Passage provided

[BEGIN]

The generative model 40 may be a deep neural network. For example, a deep neural network such as a causal convolutional neural network or a recurrent neural network is used as the generative model 40. The recurrent neural network is, for example, a unidirectional recurrent neural network. The generative model 40 may include an additional element, such as a long short-term memory or self-attention. The generative model 40 exemplified above is implemented by a combination of a program that causes the control device 11 to execute the generation of the acoustic feature data F from the input data Y and a set of variables (specifically, weighted values and biases) to be applied to the generation. The set of variables, which defines the generative model 40, is determined in advance by machine learning using a plurality of training data and is stored in the storage device 12.
As described above, in the first embodiment, the acoustic feature data F is generated by supplying the input data Y to a trained generative model 40. Therefore, statistically proper acoustic feature data F can be generated under a latent tendency of a plurality of training data used in machine learning.
The waveform synthesizer 50 shown in FIG. 4 generates an audio signal W of a synthesis sound from a time series of acoustic feature data F. The waveform synthesizer 50 generates the audio signal W by, for example, converting frequency characteristics represented by the acoustic feature data F into waveforms in a time domain by calculations including inverse discrete Fourier transform, and concatenating the waveforms of consecutive time steps τ. A deep neural network (a so-called neural vocoder) that learns a relationship between acoustic feature data F and a time series of samples of audio signals W may be used as the waveform synthesizer 50. An audio signal W is represented by a time series of samples obtained by sampling a sound wave every sampling interval, a reciprocal of which is the sampling frequency. The sampling interval is shorter than the respective interval of the time steps τ. By supplying the sound output device 13 with the audio signal W generated by the waveform synthesizer 50, a synthesis sound is produced from the sound output device 13.
FIG. 5 is a flow chart illustrating example procedures of processing (hereinafter, referred to as “preparation processing”) Sa by which the control device 11 generates a series of symbol data B from music data D. The preparation processing Sa is executed each time the music data D is updated. For example, each time the music data D is updated in response to an edit instruction from the user, the control device 11 executes the preparation processing Sa on the updated music data D.

[END]

Information provided
[BEGIN]

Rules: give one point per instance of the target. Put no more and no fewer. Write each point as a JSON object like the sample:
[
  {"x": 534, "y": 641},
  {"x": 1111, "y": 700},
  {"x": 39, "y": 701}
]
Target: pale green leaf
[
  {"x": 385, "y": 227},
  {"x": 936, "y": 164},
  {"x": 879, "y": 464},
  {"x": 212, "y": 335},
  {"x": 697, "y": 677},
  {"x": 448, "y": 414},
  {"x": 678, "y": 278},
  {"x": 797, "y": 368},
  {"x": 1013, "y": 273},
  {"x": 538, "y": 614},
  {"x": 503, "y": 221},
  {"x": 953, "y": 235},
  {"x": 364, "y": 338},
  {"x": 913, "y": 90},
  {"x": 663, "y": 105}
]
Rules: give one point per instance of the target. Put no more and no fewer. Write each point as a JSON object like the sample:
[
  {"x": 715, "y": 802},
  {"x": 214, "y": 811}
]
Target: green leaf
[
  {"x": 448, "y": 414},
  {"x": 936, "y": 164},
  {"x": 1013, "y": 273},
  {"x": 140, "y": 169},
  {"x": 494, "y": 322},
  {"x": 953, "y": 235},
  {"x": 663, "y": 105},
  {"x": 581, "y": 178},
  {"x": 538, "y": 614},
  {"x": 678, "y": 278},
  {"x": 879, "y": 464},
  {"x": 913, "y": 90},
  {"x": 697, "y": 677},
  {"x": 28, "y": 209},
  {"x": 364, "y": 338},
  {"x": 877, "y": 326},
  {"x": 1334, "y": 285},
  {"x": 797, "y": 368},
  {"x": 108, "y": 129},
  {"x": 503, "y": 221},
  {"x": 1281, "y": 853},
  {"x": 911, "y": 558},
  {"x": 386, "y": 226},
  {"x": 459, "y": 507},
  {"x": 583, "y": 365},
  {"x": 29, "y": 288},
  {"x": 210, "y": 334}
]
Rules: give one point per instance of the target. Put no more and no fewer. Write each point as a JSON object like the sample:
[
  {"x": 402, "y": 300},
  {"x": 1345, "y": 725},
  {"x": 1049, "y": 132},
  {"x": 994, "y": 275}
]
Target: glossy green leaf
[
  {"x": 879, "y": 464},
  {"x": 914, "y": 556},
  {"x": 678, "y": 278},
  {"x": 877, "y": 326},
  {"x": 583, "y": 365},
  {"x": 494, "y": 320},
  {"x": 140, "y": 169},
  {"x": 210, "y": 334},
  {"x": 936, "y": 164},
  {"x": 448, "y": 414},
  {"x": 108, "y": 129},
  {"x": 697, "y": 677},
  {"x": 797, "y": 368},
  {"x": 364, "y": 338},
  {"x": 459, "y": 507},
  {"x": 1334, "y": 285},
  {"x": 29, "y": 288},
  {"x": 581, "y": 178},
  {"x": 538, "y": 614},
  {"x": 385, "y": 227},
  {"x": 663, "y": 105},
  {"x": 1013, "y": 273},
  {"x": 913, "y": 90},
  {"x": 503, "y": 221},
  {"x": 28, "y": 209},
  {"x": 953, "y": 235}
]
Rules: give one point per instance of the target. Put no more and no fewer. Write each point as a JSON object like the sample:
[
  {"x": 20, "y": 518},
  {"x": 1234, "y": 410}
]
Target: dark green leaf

[END]
[BEGIN]

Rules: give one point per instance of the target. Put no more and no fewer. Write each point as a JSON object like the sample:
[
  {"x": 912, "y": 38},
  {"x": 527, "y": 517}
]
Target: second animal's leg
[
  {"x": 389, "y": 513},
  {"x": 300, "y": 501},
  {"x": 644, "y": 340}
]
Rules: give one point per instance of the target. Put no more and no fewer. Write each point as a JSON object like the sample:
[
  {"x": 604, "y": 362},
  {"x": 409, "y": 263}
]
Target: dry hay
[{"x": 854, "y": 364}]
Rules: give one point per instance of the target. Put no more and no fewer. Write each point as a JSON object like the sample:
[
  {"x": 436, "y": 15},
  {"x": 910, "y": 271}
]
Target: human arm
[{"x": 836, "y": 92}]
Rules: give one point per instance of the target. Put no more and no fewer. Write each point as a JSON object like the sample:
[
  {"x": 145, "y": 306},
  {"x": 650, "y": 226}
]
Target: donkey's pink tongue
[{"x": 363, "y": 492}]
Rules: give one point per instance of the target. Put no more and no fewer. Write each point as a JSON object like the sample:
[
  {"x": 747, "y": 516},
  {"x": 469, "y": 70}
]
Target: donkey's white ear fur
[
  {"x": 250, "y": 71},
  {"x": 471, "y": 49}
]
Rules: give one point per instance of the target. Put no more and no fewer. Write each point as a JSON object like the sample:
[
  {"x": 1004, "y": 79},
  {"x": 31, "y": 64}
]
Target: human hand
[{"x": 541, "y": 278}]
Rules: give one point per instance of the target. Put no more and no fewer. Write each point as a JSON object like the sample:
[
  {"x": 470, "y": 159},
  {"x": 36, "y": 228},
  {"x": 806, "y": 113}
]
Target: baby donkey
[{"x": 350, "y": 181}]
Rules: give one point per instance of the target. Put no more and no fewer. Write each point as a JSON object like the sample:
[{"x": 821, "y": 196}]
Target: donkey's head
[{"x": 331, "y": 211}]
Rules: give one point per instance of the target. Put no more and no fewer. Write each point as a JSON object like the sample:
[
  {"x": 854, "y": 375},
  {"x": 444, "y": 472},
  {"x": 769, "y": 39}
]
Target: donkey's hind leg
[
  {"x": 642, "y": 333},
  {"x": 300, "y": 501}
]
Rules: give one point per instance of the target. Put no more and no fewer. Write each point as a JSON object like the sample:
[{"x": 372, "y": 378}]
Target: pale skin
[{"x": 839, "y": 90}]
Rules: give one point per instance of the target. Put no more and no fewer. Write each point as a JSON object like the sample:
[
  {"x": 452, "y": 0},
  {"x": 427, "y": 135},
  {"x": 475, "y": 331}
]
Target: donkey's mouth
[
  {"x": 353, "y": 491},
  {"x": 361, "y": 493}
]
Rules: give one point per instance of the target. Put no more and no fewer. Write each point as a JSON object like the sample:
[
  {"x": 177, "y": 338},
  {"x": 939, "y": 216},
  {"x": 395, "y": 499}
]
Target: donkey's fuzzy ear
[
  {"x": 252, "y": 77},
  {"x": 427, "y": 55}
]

[END]

Challenges
[1] List every component in the sound synthesis passage that is given a reference numeral, along with its numeral.
[2] Write the next paragraph of the sound synthesis passage, picking up after its final sentence.

Results of the tasks
[1]
control device 11
storage device 12
sound output device 13
generative model 40
waveform synthesizer 50

[2]
Once the preparation processing Sa is started, the control device 11 acquires music data D from the storage device 12 (Sa11). As illustrated in FIG. 2 and FIG. 3 , the control device 11 generates symbol data B corresponding to different symbols in a tune by supplying the encoding model 21 with the music data D representing a series of symbols (a series of notes or a series of phonemes) (Sa12). Specifically, a series of symbol data B for the entire tune is generated. The control device 11 stores the series of symbol data B generated by the encoding model 21 in the storage device 12 (Sa13).
FIG. 6 is a flow chart illustrating example procedures of processing (hereinafter, referred to as “synthesis processing”) Sb by which the control device 11 generates an audio signal W. After the series of symbol data B are generated by the preparation processing Sa, the synthesis processing Sb is executed at each of the time steps T on the time axis. In other words, each of the time steps τ is selected as a current step τc in a chronological order of the time series, and the following synthesis processing Sb is executed for the current step τc. By the user operating the input device 14, the user is able to designate an indication value Z1 at any time point during repetition of the synthesis processing Sb.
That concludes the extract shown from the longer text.